[Records from a data collection]
== Segment start ==
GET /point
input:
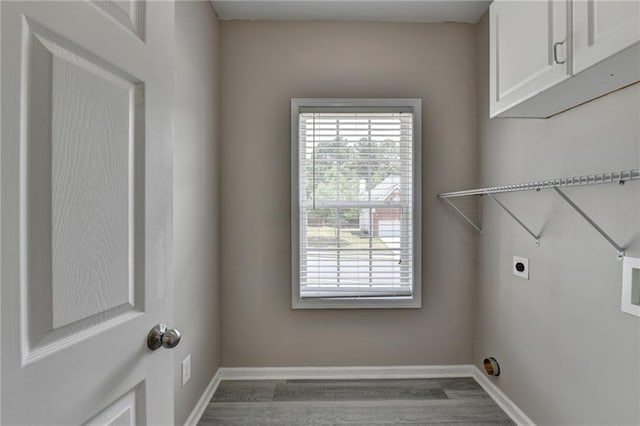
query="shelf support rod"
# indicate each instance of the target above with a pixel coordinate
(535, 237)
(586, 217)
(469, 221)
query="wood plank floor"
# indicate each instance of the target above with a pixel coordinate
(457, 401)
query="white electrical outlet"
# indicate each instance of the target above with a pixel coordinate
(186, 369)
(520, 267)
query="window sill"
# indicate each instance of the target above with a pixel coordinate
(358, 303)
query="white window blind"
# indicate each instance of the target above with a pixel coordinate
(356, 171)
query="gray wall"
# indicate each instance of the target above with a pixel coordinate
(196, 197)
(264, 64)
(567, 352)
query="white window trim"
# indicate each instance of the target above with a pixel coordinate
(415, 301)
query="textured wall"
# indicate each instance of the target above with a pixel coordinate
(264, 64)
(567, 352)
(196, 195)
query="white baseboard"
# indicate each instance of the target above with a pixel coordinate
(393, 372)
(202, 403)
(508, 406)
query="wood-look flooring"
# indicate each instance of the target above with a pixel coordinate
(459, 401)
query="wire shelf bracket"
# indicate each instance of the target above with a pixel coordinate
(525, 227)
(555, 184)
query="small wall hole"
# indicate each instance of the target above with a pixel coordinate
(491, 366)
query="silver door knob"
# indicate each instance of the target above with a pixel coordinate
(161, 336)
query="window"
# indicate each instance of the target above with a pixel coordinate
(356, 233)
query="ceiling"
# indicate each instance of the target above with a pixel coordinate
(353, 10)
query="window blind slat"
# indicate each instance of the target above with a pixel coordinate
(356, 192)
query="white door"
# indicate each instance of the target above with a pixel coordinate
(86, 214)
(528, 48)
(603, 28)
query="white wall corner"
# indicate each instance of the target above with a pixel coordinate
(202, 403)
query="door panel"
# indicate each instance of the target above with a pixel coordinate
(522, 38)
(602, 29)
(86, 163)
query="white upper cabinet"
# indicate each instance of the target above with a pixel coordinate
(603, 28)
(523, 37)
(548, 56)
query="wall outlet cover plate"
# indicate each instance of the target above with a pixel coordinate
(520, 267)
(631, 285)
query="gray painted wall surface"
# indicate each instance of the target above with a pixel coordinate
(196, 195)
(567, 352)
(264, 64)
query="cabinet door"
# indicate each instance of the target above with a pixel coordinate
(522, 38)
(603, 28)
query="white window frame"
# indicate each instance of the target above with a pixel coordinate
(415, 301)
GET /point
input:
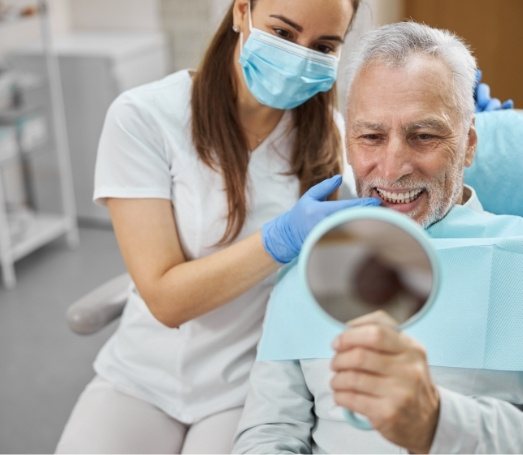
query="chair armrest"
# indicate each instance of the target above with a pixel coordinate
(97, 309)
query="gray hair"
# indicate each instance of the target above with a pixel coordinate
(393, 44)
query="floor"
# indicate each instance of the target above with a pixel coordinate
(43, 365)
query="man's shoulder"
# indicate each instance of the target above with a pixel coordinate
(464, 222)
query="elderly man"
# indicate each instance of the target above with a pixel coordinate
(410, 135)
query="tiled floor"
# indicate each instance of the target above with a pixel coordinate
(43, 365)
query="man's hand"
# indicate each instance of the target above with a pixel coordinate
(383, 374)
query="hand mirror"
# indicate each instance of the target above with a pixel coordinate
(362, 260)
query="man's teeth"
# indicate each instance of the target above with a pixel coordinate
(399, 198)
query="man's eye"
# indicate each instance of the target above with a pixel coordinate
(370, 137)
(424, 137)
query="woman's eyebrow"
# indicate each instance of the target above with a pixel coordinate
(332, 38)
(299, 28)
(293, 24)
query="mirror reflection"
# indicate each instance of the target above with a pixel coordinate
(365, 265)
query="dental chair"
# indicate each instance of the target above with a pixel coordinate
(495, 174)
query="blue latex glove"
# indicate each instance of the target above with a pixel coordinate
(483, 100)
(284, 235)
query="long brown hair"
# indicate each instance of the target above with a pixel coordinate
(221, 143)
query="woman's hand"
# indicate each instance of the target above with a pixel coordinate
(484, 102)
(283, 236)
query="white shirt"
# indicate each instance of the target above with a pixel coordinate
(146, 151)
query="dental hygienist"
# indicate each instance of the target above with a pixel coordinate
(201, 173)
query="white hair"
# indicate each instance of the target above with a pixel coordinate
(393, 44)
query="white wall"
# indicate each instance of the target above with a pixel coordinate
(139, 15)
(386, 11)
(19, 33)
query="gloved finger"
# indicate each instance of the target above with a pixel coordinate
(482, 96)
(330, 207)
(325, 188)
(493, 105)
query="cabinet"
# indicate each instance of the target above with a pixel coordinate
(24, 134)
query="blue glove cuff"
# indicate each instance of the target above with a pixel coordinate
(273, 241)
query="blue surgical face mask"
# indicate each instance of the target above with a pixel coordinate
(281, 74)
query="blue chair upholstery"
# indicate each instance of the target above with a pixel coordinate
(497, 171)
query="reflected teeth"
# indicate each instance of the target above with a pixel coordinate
== Segment end ==
Repeat all of the entries word for word, but omit the pictures.

GET /point
input:
query="shelf support rod"
# indicate each instance of the target above with a pixel coordinate
(535, 237)
(586, 217)
(469, 221)
query="wood plank floor"
# indicate each instance of the target above with a pixel coordinate
(457, 401)
query="white electrical outlet"
# indicate each instance of the target above with a pixel coordinate
(186, 369)
(520, 267)
query="window sill"
# indicate each instance of the target above with a pixel coordinate
(358, 303)
query="white window blind"
# indicate each instance of the target above with a pixel coordinate
(356, 171)
query="gray wall"
# indicate each instance of the target above with a pixel coordinate
(196, 197)
(264, 64)
(567, 352)
query="white window trim"
# indicate each instance of the target above with a pixel coordinate
(415, 301)
query="textured wall"
# indicate each instance of the target above with a pixel coordinate
(264, 64)
(567, 352)
(196, 195)
query="white baseboard"
# indicate each instance of the target above with a pixel coordinate
(393, 372)
(202, 403)
(508, 406)
query="wood-look flooring"
# indicate each instance of the target above with a pixel coordinate
(459, 401)
query="wire shelf bracket"
# indicate each instance of the target above with a pixel coordinate
(525, 227)
(555, 184)
query="small wall hole"
# indicate each instance of the target above with a pixel coordinate
(491, 366)
query="silver door knob"
# indicate each instance of the target above with a pixel coordinate
(161, 336)
query="window"
# indicate each instance of the target above with a pixel coordinate
(356, 233)
query="ceiling"
# indicate each instance of the target above with a pixel coordinate
(353, 10)
query="window blind slat"
# indicate each instance of the target above with a pixel coordinate
(356, 192)
query="white door"
# indicate each instance of the target above with a pixel coordinate
(86, 214)
(528, 48)
(603, 28)
query="white wall corner"
# indicate each instance of the target above with a pixel coordinate
(202, 403)
query="door panel"
# indicate each instance of the target above with a pixel coordinate
(522, 38)
(602, 29)
(86, 163)
query="white upper cabinet"
# indicate each instance of the target above with a pixel coordinate
(603, 28)
(523, 37)
(548, 56)
query="wall outlet cover plate"
# indicate each instance of the target above with a pixel coordinate
(520, 267)
(631, 285)
query="gray painted wall surface"
# indicate each instance of the target above with a pixel coordinate
(196, 195)
(567, 352)
(264, 64)
query="cabinet door"
# indicate each instance of the target above with a pixel coordinate
(522, 38)
(603, 28)
query="white window frame"
# indicate each instance of the target above with a pixel coordinate
(415, 301)
GET /point
input:
query="chair armrest"
# indicate each instance of the target above with a pixel coordinate
(97, 309)
query="gray hair"
# indicate each instance of the target above with a pixel coordinate
(393, 44)
query="floor"
# indicate each instance of the target above with a pixel coordinate
(43, 365)
query="man's shoulder"
# indicate each instance of the target above with a pixel coordinate
(464, 222)
query="elderly man"
# indicate each instance of the target above with a pixel coordinate
(410, 135)
query="tiled floor"
# indicate each instance of the target above with a pixel coordinate
(43, 365)
query="man's hand"
# indicate each instance of the target above with a pixel coordinate
(383, 374)
query="hand mirror"
# indicate each instance of the target above with a pixel coordinate
(362, 260)
query="man's teeth"
# indicate each instance of the target above with a pixel coordinate
(399, 198)
query="man's eye"
# indicate each instance of the target above with a pixel coordinate
(370, 137)
(424, 137)
query="woman's eyebrow"
# indicate each instance of the target above with a pixel coordinate
(332, 38)
(299, 28)
(293, 24)
query="mirror reflection"
# indicate each instance of the target above with a pixel coordinate
(365, 265)
query="dental chair"
# indicate each instance of the target above with a pixel coordinate
(495, 174)
query="blue latex glove"
# indicate each instance of the target above with a pixel coordinate
(483, 100)
(284, 235)
query="long brown hair"
# indicate each instance of the target above with a pixel coordinate
(221, 143)
query="woman's hand"
# indicate each instance of the target above with a pixel coordinate
(484, 102)
(283, 236)
query="white shirt"
# indicate each instance of the target above with a pixel coordinate
(146, 151)
query="dental hygienist"
# indicate each instance of the target above with a pixel coordinate
(201, 173)
query="white hair"
# indicate each instance of the target above with a pixel coordinate
(393, 44)
query="white wall"
# indicate each instance of the target above with a pixel coordinate
(139, 15)
(386, 11)
(19, 33)
query="gloved finger"
# indicate each instance of the target above with a pixel coordinate
(482, 96)
(330, 207)
(325, 188)
(493, 105)
query="cabinet"
# indicate each instance of the target above with a pixel coordinate
(24, 134)
query="blue glove cuff"
# indicate each instance of the target above with a pixel coordinate
(273, 241)
query="blue surgical face mask"
# indicate each instance of the target above with a pixel coordinate
(281, 74)
query="blue chair upholstery"
# indicate each instance of the target above with a pixel coordinate
(497, 171)
query="reflected teeth"
# indicate each instance of the target above with a pixel coordinate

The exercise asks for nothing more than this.